::: Given records

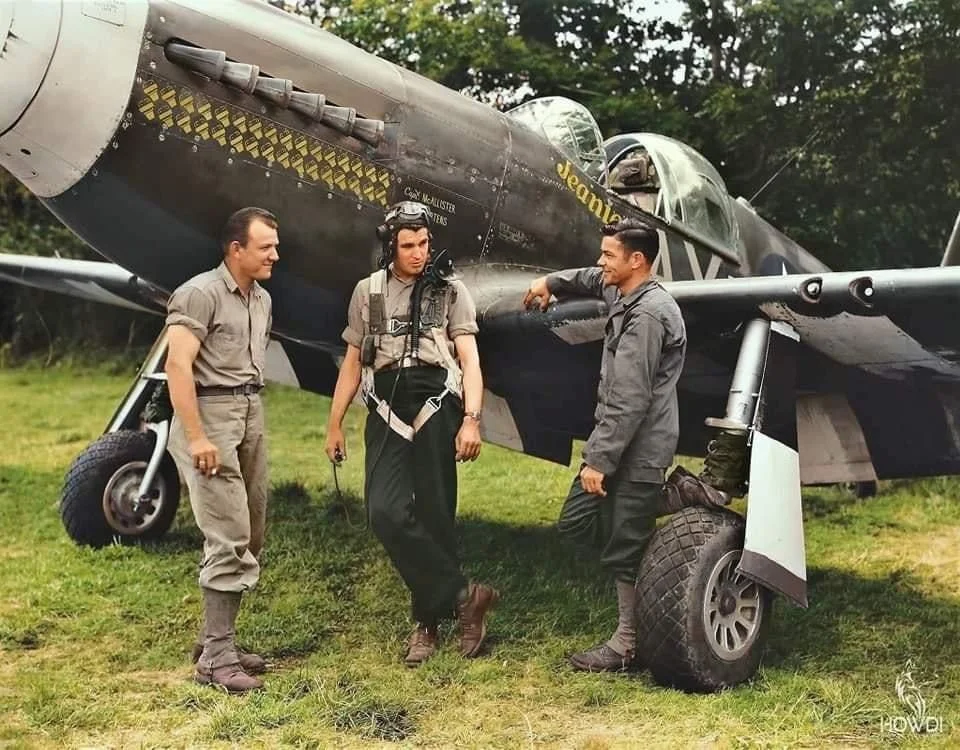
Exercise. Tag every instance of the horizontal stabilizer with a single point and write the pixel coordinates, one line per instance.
(90, 280)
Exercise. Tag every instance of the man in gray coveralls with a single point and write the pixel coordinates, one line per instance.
(614, 500)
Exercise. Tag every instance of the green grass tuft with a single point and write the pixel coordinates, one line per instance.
(94, 644)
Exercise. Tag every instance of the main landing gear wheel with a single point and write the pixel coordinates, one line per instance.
(701, 626)
(101, 501)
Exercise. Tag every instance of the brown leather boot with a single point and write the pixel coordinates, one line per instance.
(602, 658)
(472, 617)
(250, 663)
(219, 663)
(421, 645)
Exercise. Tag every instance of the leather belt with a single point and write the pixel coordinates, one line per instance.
(247, 389)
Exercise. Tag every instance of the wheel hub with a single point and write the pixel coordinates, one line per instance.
(728, 603)
(124, 509)
(732, 610)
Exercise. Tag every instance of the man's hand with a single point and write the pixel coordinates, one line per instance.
(206, 457)
(336, 447)
(468, 440)
(592, 481)
(538, 288)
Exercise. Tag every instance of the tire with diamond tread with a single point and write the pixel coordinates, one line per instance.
(81, 503)
(671, 588)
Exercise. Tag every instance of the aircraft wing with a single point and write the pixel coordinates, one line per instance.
(90, 280)
(885, 342)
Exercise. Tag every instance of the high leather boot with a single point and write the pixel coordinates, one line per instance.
(219, 663)
(251, 663)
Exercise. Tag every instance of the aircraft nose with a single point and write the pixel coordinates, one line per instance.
(66, 73)
(28, 39)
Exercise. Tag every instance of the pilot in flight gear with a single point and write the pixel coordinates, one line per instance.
(411, 350)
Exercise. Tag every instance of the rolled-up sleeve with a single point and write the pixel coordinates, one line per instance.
(191, 308)
(462, 315)
(585, 282)
(628, 390)
(353, 333)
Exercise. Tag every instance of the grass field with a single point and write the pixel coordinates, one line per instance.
(93, 644)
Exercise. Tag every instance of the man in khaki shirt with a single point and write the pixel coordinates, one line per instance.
(411, 340)
(218, 329)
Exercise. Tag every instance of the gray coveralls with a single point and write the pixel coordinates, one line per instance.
(411, 484)
(636, 420)
(230, 508)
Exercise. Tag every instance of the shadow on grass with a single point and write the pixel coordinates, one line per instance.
(855, 622)
(324, 559)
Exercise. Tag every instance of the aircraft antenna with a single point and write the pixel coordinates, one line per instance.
(793, 156)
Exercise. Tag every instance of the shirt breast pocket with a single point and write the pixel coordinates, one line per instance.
(226, 340)
(612, 334)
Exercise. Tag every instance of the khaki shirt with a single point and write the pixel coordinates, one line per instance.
(457, 318)
(233, 329)
(637, 419)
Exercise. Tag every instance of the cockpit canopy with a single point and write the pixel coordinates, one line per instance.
(568, 126)
(664, 176)
(687, 187)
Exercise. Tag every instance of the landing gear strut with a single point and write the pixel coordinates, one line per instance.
(706, 580)
(124, 486)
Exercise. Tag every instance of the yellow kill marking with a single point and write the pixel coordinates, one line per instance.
(183, 122)
(146, 109)
(186, 100)
(202, 128)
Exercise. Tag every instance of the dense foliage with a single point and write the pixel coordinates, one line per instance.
(854, 96)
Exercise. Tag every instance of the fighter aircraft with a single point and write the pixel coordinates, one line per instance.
(142, 125)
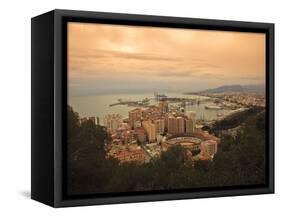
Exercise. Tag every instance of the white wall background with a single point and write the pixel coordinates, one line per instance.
(15, 106)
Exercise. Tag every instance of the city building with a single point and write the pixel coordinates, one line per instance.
(208, 149)
(189, 126)
(172, 125)
(140, 134)
(164, 106)
(150, 129)
(181, 127)
(191, 115)
(160, 126)
(112, 122)
(95, 120)
(134, 116)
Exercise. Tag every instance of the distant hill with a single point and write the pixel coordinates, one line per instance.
(259, 89)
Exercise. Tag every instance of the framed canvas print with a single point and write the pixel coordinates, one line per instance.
(131, 108)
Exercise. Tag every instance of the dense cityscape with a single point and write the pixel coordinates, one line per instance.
(150, 130)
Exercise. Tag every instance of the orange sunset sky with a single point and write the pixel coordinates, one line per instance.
(105, 58)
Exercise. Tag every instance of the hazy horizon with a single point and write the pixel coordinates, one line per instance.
(105, 59)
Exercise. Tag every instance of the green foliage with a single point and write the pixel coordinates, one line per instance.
(239, 161)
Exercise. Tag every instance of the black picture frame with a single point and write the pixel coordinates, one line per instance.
(49, 100)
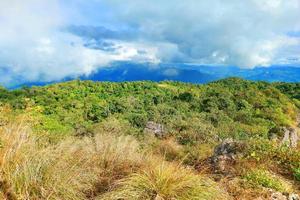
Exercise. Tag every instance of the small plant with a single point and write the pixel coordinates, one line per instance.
(263, 178)
(297, 174)
(164, 181)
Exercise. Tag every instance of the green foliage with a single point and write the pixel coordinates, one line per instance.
(227, 108)
(263, 178)
(165, 181)
(297, 174)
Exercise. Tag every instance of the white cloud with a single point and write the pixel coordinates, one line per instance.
(243, 33)
(33, 47)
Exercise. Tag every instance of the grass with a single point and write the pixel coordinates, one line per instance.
(264, 178)
(72, 169)
(165, 181)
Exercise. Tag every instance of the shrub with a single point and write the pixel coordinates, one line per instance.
(72, 169)
(297, 174)
(160, 180)
(259, 177)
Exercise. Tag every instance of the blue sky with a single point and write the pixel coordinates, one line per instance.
(52, 39)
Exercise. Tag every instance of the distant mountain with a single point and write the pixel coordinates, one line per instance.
(199, 74)
(135, 72)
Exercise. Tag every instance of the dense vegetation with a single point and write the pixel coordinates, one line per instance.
(74, 117)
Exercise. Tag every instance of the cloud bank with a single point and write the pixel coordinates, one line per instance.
(242, 33)
(34, 45)
(52, 39)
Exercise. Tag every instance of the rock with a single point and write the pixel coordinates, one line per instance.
(155, 129)
(290, 137)
(294, 197)
(278, 196)
(294, 138)
(225, 155)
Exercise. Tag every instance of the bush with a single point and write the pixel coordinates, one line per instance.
(297, 174)
(72, 169)
(263, 178)
(160, 180)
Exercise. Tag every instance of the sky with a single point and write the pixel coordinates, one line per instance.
(49, 40)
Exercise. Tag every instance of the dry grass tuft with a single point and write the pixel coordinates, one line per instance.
(163, 181)
(73, 169)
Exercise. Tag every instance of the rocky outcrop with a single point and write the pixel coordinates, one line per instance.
(155, 129)
(281, 196)
(290, 137)
(225, 155)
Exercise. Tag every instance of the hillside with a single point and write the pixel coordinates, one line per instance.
(148, 133)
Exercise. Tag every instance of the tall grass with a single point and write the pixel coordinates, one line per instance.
(73, 169)
(165, 181)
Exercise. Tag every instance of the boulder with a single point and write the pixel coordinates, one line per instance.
(278, 196)
(155, 129)
(294, 196)
(225, 155)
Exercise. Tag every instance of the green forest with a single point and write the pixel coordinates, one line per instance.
(229, 139)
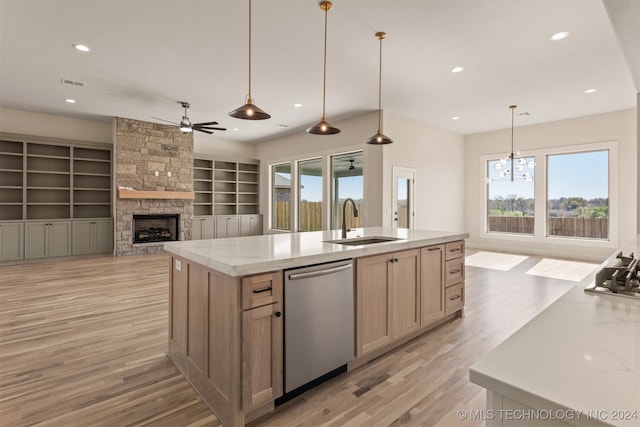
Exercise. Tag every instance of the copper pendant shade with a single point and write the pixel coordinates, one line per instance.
(323, 127)
(249, 111)
(379, 138)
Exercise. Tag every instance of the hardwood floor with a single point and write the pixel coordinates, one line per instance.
(83, 343)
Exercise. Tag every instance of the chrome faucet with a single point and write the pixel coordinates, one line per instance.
(344, 214)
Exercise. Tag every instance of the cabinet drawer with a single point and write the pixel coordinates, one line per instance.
(454, 250)
(453, 298)
(261, 290)
(454, 271)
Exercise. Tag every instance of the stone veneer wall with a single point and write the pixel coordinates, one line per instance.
(141, 149)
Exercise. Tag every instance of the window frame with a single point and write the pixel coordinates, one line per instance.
(540, 198)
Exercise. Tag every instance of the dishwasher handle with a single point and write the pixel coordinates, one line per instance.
(297, 276)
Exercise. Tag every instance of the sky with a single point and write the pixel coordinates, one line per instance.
(569, 175)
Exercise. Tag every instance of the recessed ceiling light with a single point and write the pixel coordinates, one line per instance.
(559, 36)
(82, 47)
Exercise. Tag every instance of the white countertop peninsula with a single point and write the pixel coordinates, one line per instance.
(576, 363)
(241, 256)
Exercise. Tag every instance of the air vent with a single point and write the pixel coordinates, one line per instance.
(71, 82)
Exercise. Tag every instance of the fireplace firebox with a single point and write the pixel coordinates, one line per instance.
(155, 228)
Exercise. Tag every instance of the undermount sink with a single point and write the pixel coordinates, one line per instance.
(358, 241)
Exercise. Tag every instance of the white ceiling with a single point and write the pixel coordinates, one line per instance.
(146, 55)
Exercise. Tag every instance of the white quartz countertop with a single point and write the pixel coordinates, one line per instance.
(240, 256)
(582, 353)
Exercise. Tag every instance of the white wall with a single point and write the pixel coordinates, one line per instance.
(217, 146)
(615, 126)
(437, 156)
(52, 126)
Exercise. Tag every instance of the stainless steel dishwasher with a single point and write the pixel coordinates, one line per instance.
(318, 321)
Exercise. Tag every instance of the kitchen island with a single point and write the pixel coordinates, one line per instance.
(576, 363)
(226, 304)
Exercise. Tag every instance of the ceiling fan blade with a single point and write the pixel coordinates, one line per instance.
(209, 128)
(205, 123)
(168, 121)
(203, 130)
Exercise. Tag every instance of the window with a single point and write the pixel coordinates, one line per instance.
(281, 196)
(310, 195)
(510, 197)
(347, 181)
(578, 195)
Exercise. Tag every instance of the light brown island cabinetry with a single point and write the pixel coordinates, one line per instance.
(226, 333)
(225, 336)
(388, 292)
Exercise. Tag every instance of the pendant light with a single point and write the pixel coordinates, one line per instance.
(379, 138)
(249, 111)
(323, 127)
(509, 165)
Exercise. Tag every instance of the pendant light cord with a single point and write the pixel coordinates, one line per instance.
(249, 96)
(513, 109)
(380, 37)
(324, 72)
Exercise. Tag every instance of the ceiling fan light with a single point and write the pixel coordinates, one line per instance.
(379, 139)
(249, 111)
(323, 127)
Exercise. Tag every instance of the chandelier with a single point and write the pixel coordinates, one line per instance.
(513, 167)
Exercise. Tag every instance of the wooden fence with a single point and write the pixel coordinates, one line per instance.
(592, 228)
(311, 216)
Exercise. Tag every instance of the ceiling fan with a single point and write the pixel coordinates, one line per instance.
(186, 126)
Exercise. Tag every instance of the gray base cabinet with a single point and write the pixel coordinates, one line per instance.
(47, 239)
(92, 236)
(227, 226)
(11, 241)
(251, 225)
(203, 228)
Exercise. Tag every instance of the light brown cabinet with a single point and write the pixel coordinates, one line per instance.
(432, 284)
(261, 339)
(225, 336)
(388, 298)
(454, 277)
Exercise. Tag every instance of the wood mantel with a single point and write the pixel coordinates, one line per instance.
(133, 194)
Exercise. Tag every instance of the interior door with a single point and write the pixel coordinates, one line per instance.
(403, 197)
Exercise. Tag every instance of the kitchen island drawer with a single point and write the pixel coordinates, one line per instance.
(454, 250)
(261, 290)
(453, 298)
(454, 271)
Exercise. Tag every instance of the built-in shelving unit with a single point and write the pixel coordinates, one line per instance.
(44, 187)
(225, 187)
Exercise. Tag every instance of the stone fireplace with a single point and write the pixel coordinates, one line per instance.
(155, 228)
(152, 159)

::::::

Set down exactly what runs from the line with "Exercise. Tag every instance of the pendant light with" to the last line of the data above, including both of those lines and no others.

Exercise. Tag every instance of the pendant light with a single point and write the pixel coordinates, one line per instance.
(379, 138)
(249, 111)
(323, 127)
(509, 165)
Exercise. Tag every instance of the pendant light cord with a single point and write the pixel coordinates, one line per instance.
(249, 96)
(513, 109)
(380, 37)
(324, 72)
Exercise. Tag every instance of the ceiling fan light with a single point and write the pixel coordinates, one line per instance.
(379, 139)
(249, 111)
(323, 127)
Exercise. Tag every instance of the chandelier with a single point and write the pixel coordinates, one line per instance.
(513, 167)
Exercise. Tag every instance of the wooden fence with a single point and write the pixel coordinates, one line per instance.
(592, 228)
(311, 216)
Exercise. Tag every instance of the ceiling fan with a single point and write the pixel coordinates, one line per instance.
(186, 126)
Exercise. Tag every instance of the gray base cabinet with a single point and write the pixel coordinates, one line per instance.
(47, 239)
(92, 236)
(227, 226)
(11, 241)
(251, 225)
(203, 228)
Exercise. Tag every instance of the light brown cabinet with a single point and write the pixel coordinates, one line per instance.
(432, 284)
(261, 339)
(225, 336)
(388, 298)
(454, 277)
Exercise. Tag every instance of the wood mantel with a single point and write the pixel coordinates, one line per instance.
(133, 194)
Exercise. Tag every instance of the interior door with a single point and write the pixel coordinates, one line per instance.
(403, 197)
Exercise. Tag every instance of the kitchen island drawer with a single point and write the pixel coordinates, one line per instance.
(454, 250)
(261, 290)
(453, 298)
(454, 271)
Exercise. Tag every instance of the built-in shelving unit with a single point and write the pixel coordinates, one line per instance.
(44, 187)
(225, 187)
Exercise. Tag every instance of the stone fireplace with a single point and write the pixel coordinates, one line per instance.
(155, 228)
(152, 159)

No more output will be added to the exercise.